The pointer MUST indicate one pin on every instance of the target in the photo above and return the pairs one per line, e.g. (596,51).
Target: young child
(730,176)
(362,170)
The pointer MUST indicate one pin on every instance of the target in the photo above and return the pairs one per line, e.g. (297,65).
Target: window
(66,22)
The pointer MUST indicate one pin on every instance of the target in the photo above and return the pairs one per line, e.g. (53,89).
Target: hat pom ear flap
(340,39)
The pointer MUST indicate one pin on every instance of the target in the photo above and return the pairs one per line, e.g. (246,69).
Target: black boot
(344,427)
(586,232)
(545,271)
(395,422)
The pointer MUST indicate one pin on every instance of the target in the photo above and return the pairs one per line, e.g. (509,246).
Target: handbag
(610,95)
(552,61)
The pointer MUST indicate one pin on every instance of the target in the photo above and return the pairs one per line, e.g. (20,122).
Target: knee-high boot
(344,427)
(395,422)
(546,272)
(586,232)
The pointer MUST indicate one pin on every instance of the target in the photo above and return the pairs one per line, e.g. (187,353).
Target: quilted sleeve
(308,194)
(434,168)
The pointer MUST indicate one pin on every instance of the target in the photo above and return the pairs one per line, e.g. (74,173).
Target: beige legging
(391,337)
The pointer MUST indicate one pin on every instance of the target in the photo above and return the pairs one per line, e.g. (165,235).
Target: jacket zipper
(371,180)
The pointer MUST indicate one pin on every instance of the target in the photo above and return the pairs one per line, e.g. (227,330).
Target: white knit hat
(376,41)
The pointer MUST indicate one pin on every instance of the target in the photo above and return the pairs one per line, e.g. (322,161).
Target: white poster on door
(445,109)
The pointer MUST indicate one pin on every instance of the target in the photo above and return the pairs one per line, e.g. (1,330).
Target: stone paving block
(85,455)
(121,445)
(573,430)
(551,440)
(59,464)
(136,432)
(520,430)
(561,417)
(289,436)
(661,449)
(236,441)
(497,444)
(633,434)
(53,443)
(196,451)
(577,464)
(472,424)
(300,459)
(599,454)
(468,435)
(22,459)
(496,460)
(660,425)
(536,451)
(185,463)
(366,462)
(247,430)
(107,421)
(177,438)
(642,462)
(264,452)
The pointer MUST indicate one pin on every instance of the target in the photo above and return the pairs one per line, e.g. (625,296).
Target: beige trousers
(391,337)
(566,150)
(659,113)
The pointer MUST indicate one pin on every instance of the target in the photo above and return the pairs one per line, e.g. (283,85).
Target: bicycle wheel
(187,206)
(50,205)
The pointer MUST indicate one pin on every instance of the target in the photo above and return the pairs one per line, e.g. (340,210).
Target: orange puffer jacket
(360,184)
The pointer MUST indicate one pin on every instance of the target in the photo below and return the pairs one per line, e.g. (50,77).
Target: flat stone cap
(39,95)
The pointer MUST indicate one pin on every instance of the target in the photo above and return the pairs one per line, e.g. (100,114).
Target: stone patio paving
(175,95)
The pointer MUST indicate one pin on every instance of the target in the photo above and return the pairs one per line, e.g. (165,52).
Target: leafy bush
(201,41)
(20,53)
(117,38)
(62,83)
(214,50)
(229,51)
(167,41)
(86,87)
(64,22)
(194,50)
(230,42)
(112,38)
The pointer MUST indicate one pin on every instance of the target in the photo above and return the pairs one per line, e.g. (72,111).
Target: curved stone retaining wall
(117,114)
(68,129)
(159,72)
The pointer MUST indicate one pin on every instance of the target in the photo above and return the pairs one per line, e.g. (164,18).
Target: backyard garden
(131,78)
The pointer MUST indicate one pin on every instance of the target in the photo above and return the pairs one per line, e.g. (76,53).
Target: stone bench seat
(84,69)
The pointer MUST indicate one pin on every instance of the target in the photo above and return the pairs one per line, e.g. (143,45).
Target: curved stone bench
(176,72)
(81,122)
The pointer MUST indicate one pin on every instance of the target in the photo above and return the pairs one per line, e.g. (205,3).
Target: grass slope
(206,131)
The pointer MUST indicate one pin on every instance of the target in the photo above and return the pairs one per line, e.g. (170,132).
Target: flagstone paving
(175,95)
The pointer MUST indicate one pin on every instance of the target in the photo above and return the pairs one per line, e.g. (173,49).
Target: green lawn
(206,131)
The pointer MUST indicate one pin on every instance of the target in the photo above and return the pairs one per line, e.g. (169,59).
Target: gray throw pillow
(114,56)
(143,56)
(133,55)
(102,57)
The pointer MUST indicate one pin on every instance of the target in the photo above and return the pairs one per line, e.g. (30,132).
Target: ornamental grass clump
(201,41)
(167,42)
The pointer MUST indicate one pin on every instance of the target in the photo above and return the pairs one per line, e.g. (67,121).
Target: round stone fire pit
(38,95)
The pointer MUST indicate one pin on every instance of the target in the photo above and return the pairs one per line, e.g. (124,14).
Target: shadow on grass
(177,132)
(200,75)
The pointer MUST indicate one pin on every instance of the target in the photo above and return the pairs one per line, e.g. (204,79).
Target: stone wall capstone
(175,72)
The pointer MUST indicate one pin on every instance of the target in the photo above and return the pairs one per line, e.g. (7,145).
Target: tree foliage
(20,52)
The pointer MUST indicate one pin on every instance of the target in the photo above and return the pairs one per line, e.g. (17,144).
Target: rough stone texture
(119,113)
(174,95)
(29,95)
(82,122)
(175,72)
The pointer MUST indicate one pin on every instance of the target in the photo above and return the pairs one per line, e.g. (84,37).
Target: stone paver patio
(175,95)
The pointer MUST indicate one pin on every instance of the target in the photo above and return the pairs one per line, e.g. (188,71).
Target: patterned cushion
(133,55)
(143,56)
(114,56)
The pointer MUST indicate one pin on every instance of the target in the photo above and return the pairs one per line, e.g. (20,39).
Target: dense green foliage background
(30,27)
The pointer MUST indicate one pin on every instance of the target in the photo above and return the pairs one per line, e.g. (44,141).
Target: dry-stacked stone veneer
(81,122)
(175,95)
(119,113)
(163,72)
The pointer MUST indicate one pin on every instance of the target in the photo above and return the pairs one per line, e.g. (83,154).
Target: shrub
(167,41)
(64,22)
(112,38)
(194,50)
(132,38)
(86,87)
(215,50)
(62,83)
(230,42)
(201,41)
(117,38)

········

TASK REQUIREMENTS: All the data above is to be given again, exactly.

OUTPUT OF THE TASK:
The pointer MUST indicate one pin on every instance of the target in the photo above and return the pairs one per line, e.g. (596,51).
Target: young child
(730,176)
(362,170)
The pointer MUST indicate one pin on every instance of the target in the photo above and return the pairs one per line, e.g. (297,65).
Target: window
(66,22)
The pointer MUST indicate one pin on every instance of the target in the photo above and return the pairs one per line, e.g. (53,89).
Target: hat pom ear flap
(340,39)
The pointer MUST indicate one pin on every instance of the target in the photo above and return the pairs one per line, e.g. (246,69).
Target: black boot
(344,427)
(586,232)
(545,271)
(395,422)
The pointer MUST indicate one pin on every instance of the target in the photo above and return the pairs one per line, e.g. (509,246).
Target: handbag
(610,95)
(552,61)
The pointer MUST indicate one pin on every instance of the target in the photo above and return the pairs one per line, e.g. (20,122).
Target: knee-high boot
(344,427)
(395,422)
(546,272)
(586,232)
The pointer MUST indicate one pin on every instance of the target in the photo above and return the pairs one per line, e.g. (187,353).
Target: quilted sleeve
(308,194)
(434,168)
The pointer MUST indicate one pin on every instance of the target in the photo above and return the pairs one per line, e.g. (74,173).
Target: beige legging
(391,337)
The pointer MUST indicate one pin on every instance of the target in the photo above and return the pairs one per line, e.g. (165,235).
Target: jacket zipper
(371,180)
The pointer MUST indicate one pin on every instance of the target in the photo above and return the pairs one per line, e.g. (227,330).
Target: white knit hat
(376,41)
The pointer MUST indicate one pin on every instance of the target in the photo above and return the pairs one per line, e.g. (322,161).
Target: white poster on door
(445,109)
The pointer MUST indicate one pin on every instance of the target in the photo above and return the pairs one per line, e.g. (1,330).
Target: stone paving block
(85,455)
(121,445)
(573,430)
(551,440)
(59,464)
(136,432)
(520,430)
(561,417)
(289,436)
(661,449)
(236,441)
(497,444)
(633,434)
(53,443)
(196,451)
(577,464)
(472,424)
(300,459)
(599,454)
(468,435)
(22,459)
(496,460)
(660,425)
(536,451)
(185,463)
(366,462)
(247,430)
(107,421)
(177,438)
(642,462)
(264,452)
The pointer MUST indicate one pin on every instance of the target in the photo above and return the pairs one per line, e.g. (625,296).
Target: beige trousers
(391,337)
(566,150)
(659,113)
The pointer MUST indicate one pin on every instance of the target in the photo above and return the pairs one per line, e.g. (283,85).
Target: bicycle wheel
(187,206)
(50,205)
The pointer MUST indicate one pin on every instance of the target in the photo above and return the pairs one per line, e.g. (340,210).
Target: orange puffer jacket
(360,184)
The pointer MUST indicate one pin on every instance of the target in the photo below and return the pairs one per line, e.g. (50,77).
Target: flat stone cap
(39,95)
The pointer MUST indicate one pin on every instance of the target in the photo above and return the pairs one per line, e.g. (100,114).
Target: stone patio paving
(175,95)
The pointer MUST indicate one pin on every instance of the target in the photo above and return the pairs one per line, e.g. (165,52).
Target: leafy bush
(201,41)
(20,53)
(117,38)
(62,83)
(214,50)
(229,51)
(167,41)
(86,87)
(64,22)
(194,50)
(230,42)
(112,38)
The pointer MUST indicate one pin on every instance of the target in the photo above and return the pairs one per line, e.g. (72,111).
Target: curved stone retaining wall
(117,114)
(68,129)
(159,72)
The pointer MUST indicate one pin on every instance of the target in the photo above and return the pairs one per line, e.g. (164,18).
Target: backyard garden
(131,78)
The pointer MUST indicate one pin on every instance of the target in the photo above and return the pairs one per line, e.g. (76,53).
Target: stone bench seat
(84,69)
The pointer MUST indicate one pin on every instance of the target in the photo above and return the pairs one per line, e.g. (143,45).
Target: curved stone bench
(176,72)
(81,122)
The pointer MUST indicate one pin on every instance of the target in the photo above and return the pairs one per line, e.g. (205,3).
Target: grass slope
(206,131)
The pointer MUST indicate one pin on every instance of the target in the photo above and return the pairs one per line, e.g. (170,132).
Target: flagstone paving
(175,95)
The pointer MUST indicate one pin on every instance of the target in the photo above and return the pairs one per line, e.g. (173,49).
Target: green lawn
(206,131)
The pointer MUST indicate one pin on every instance of the target in the photo above and return the pairs one per line, e.g. (169,59).
Target: gray throw pillow
(114,56)
(143,56)
(133,55)
(102,57)
The pointer MUST indicate one pin on every instance of the target in the photo above and return the pairs one per line, e.g. (30,132).
Target: ornamental grass clump
(201,41)
(167,42)
The pointer MUST indicate one pin on every instance of the target in the photo above and return the pairs one per line, e.g. (67,121).
Target: round stone fire pit
(38,95)
The pointer MUST indicate one pin on every instance of the target in the photo above and return the pairs one per line, e.g. (124,14).
Target: shadow on grass
(177,132)
(200,75)
The pointer MUST indicate one pin on every instance of the target in the photo above and return the pairs one per line, e.g. (204,79).
Target: stone wall capstone
(175,72)
The pointer MUST indicate one pin on every instance of the target in the photo above and return the pairs one per line, e.g. (7,145).
Target: tree foliage
(20,52)
The pointer MUST indicate one pin on every instance of the target in the photo above and return the pairs one per line, e.g. (17,144).
Target: rough stone texture
(119,113)
(174,95)
(29,95)
(82,122)
(175,72)
The pointer MUST indicate one pin on every instance of the target in the photo above and return the pairs one per line, e.g. (84,37).
Target: stone paver patio
(175,95)
The pointer MUST indicate one pin on every instance of the target in the photo above and return the pairs one per line, e.g. (188,71).
Target: patterned cushion
(133,55)
(143,56)
(114,56)
The pointer MUST indicate one pin on every instance of the target in the photo above and return the pairs one per line, e.g. (20,39).
Target: dense green foliage background
(30,27)
The pointer MUST indicate one pin on every instance of the target in the photo above and return the pairs one per line, e.g. (44,141).
Target: dry-stacked stone veneer
(81,122)
(175,95)
(119,113)
(163,72)
The pointer MUST indicate one pin on every instance of the target in the photo above and return the pairs one per line, e.g. (83,154).
Target: shrub
(167,41)
(64,22)
(112,38)
(194,50)
(132,38)
(86,87)
(215,50)
(62,83)
(230,42)
(201,41)
(117,38)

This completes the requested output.